---------- Data provided ----------

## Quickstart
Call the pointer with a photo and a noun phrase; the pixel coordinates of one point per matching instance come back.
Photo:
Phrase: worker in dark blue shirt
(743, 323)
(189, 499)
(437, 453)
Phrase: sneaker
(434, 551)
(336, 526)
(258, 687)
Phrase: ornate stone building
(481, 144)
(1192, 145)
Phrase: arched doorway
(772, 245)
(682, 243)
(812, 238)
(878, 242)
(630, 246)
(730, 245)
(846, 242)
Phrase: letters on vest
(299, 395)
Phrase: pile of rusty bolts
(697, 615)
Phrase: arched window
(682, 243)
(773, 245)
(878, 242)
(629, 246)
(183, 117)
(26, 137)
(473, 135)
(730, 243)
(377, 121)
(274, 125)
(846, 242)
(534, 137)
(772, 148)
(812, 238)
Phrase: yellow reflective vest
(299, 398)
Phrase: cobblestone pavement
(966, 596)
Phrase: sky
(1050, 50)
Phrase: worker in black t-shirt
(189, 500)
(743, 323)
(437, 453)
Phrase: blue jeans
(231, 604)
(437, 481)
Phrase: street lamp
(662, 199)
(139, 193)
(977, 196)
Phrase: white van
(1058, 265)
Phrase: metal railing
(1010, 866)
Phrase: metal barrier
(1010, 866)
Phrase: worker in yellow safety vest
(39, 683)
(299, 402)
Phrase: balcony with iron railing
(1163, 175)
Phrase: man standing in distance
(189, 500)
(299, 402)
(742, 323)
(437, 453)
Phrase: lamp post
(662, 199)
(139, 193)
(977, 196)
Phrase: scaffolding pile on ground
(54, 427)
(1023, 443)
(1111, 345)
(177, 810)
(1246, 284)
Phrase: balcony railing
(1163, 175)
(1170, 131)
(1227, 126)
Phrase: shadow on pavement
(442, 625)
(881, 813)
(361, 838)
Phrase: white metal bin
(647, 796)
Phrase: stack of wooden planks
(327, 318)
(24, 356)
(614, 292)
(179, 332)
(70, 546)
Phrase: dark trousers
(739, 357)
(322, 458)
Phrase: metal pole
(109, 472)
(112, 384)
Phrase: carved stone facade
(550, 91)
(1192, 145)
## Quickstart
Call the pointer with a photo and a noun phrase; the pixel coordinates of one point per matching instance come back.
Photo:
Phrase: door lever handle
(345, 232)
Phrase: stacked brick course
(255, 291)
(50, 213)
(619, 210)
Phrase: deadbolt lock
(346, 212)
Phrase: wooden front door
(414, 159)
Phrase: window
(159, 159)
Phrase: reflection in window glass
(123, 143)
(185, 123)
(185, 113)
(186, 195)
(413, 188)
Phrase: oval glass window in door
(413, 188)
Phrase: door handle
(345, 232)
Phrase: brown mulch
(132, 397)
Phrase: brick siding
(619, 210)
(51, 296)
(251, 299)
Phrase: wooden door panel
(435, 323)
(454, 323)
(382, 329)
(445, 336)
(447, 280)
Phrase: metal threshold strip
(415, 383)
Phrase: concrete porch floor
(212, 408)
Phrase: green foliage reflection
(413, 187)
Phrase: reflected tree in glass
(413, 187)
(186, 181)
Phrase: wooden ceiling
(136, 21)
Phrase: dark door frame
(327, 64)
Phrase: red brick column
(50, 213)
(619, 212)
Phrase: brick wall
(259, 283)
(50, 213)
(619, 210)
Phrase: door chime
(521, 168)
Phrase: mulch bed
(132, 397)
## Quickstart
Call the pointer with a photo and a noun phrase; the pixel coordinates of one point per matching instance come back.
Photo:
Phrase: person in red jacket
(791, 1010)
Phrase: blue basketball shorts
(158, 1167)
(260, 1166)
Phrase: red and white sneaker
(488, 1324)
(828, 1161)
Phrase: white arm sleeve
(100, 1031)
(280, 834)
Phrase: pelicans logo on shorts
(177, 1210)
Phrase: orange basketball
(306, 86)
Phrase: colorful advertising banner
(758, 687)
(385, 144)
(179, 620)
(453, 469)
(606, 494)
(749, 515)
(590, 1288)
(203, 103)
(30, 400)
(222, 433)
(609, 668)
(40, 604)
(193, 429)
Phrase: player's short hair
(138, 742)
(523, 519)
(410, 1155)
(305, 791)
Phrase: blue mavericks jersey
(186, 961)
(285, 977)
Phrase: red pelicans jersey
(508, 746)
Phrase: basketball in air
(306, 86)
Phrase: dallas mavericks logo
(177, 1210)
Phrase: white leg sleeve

----------

◆ **Goal of the exercise**: Give the lines exactly as they stand, from the line with "Phrase: player's short hair" through the end of the material.

◆ **Response box**:
Phrase: player's short hair
(138, 742)
(523, 519)
(410, 1155)
(305, 791)
Phrase: blue mavericks jersey
(186, 961)
(285, 977)
Phrase: red pelicans jersey
(508, 746)
Phrase: basketball in air
(306, 86)
Phrase: dallas mavericks logo
(177, 1210)
Phrase: white leg sleeve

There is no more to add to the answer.